Action item —
Copy every line of the data that contains the string "below".

(Records to process begins)

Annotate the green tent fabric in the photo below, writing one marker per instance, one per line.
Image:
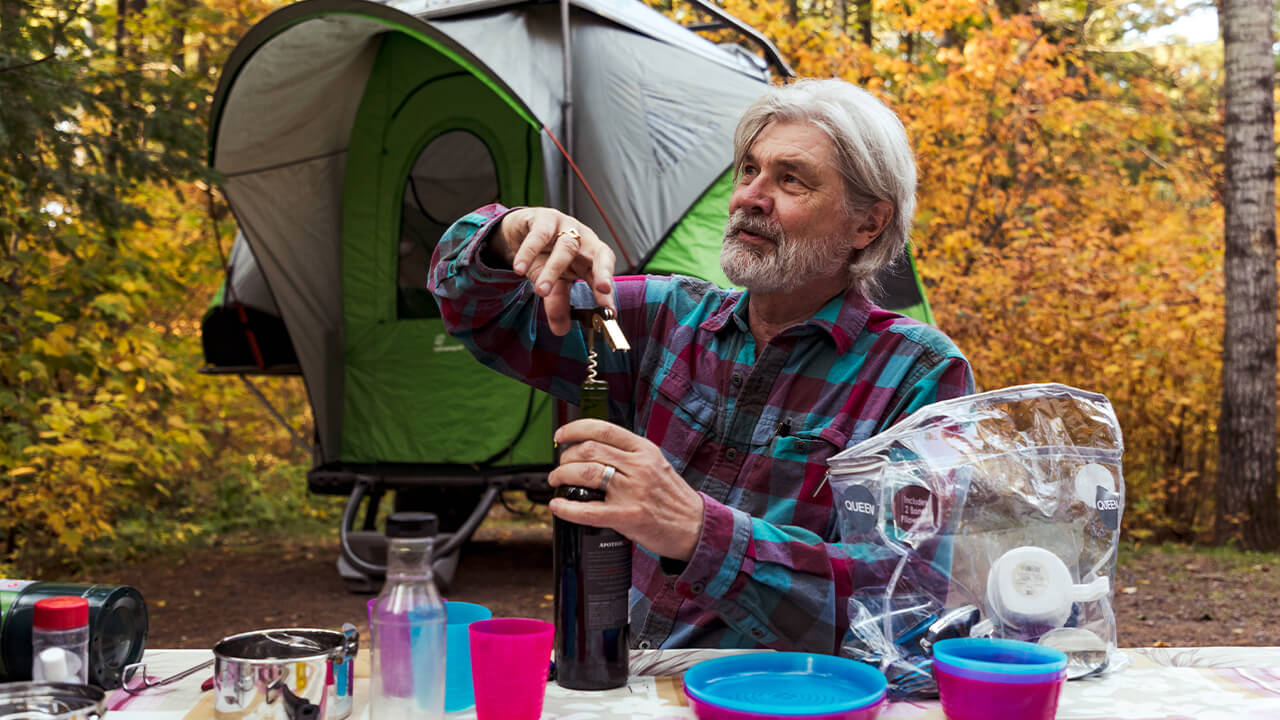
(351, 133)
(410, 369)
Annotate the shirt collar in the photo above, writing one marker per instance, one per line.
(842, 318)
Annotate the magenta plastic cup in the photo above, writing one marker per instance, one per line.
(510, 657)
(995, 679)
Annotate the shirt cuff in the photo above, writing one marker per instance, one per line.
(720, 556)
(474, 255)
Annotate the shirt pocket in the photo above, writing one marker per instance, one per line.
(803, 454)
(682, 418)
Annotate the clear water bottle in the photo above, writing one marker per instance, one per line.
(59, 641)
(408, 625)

(Records to process ends)
(Records to process begins)

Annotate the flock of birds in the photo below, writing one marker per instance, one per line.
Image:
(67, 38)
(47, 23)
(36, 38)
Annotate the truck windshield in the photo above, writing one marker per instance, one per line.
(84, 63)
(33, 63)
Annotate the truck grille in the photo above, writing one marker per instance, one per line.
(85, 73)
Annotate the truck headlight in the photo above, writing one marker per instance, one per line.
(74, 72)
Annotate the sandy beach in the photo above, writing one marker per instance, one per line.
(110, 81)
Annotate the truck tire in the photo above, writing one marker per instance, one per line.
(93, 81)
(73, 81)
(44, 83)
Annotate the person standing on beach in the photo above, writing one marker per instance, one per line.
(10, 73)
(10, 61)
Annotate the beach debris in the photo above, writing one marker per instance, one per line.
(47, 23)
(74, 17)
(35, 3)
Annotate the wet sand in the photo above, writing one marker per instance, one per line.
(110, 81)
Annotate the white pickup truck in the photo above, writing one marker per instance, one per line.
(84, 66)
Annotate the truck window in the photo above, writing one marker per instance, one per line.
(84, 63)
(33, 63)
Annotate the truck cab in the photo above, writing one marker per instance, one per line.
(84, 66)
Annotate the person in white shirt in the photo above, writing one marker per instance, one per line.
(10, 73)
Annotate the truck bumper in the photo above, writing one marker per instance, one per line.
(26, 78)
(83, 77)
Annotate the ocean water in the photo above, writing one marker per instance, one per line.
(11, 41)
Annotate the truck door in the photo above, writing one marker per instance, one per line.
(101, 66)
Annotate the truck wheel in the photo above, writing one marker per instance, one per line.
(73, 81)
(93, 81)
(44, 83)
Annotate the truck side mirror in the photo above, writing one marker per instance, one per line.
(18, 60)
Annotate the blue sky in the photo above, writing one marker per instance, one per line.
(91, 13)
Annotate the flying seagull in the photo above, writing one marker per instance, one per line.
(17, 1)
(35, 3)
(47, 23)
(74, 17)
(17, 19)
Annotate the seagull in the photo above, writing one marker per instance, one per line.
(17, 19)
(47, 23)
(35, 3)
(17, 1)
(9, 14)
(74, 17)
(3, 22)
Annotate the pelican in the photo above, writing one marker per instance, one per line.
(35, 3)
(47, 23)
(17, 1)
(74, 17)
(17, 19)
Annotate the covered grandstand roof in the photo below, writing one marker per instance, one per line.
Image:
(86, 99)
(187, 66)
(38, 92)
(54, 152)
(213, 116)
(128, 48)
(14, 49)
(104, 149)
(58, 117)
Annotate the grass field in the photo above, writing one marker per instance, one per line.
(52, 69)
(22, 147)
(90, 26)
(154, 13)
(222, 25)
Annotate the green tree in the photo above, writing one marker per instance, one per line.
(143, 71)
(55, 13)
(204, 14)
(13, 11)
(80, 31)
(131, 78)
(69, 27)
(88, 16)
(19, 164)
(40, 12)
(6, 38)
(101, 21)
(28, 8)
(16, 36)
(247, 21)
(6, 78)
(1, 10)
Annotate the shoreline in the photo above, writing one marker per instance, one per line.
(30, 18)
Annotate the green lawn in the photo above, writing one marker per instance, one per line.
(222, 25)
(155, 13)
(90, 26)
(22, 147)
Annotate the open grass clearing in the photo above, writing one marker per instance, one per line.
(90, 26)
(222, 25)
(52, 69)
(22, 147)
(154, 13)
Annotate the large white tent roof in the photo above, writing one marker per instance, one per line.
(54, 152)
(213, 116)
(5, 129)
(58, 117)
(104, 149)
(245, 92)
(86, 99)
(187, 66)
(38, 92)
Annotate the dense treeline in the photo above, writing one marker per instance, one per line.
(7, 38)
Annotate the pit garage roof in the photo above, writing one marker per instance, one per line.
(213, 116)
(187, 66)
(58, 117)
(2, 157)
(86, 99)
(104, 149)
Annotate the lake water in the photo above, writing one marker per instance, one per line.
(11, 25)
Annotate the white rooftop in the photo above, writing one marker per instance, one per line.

(Records to process ends)
(Records to process begins)

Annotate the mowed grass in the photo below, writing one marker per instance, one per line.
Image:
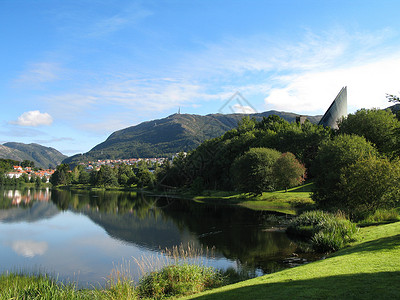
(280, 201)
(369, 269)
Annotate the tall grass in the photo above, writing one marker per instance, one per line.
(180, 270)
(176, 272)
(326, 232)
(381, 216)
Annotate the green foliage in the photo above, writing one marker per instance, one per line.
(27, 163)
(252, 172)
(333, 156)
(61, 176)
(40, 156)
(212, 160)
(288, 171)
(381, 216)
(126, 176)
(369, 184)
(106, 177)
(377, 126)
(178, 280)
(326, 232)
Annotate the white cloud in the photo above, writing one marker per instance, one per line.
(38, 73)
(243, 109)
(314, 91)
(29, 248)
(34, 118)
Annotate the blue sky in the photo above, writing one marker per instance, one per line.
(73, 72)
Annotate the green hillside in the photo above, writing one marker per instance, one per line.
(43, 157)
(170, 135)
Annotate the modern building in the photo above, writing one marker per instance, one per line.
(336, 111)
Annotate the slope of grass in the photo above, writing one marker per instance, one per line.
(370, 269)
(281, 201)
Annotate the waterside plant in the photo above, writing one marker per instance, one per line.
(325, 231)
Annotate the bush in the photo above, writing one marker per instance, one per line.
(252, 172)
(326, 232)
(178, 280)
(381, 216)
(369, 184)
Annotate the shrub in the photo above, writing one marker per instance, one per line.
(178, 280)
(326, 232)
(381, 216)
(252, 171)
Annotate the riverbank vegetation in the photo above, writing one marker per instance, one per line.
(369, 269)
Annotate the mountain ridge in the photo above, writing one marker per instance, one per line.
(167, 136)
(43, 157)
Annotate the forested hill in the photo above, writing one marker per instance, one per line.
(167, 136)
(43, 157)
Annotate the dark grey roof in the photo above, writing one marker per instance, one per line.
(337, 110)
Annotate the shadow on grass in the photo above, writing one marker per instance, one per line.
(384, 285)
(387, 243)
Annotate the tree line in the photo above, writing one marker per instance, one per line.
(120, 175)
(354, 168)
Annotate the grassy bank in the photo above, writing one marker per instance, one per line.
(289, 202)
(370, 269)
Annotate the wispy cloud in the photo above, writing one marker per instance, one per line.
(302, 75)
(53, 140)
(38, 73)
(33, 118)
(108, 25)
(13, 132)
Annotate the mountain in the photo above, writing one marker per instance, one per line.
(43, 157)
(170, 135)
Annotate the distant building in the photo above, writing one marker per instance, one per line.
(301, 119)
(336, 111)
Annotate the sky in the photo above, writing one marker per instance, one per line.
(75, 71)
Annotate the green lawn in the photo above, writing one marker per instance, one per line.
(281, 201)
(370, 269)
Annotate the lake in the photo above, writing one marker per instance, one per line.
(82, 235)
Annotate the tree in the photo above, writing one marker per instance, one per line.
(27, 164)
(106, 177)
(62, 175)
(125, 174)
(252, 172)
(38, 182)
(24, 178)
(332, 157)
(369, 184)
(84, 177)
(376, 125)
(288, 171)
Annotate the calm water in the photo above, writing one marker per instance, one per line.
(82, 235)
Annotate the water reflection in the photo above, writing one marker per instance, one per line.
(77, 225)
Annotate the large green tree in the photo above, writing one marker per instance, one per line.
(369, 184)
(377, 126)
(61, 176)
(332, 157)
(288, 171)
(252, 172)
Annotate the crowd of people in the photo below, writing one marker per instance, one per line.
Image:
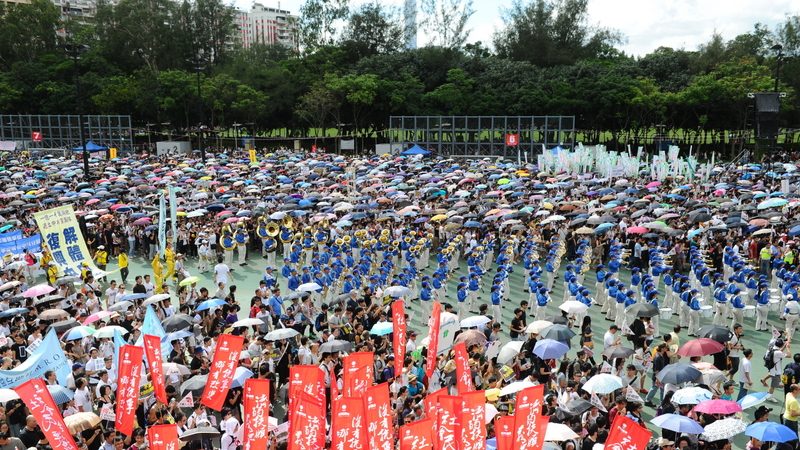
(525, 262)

(Records to process ends)

Answer box —
Annotate the green tent fabric in the photo below, writing one marker per instance, one per line.
Annotate the flock of birds in the photo below, writing one marker per instance, one per line.
Annotate the covered grandstand roof in the photo below, writing one marker per instance, one per line.
Annotate the mowed grass in the photo below, writing one marker per instance, one per line.
Annotate the crowd of people in the photo below, writing one marker per instance, one per line.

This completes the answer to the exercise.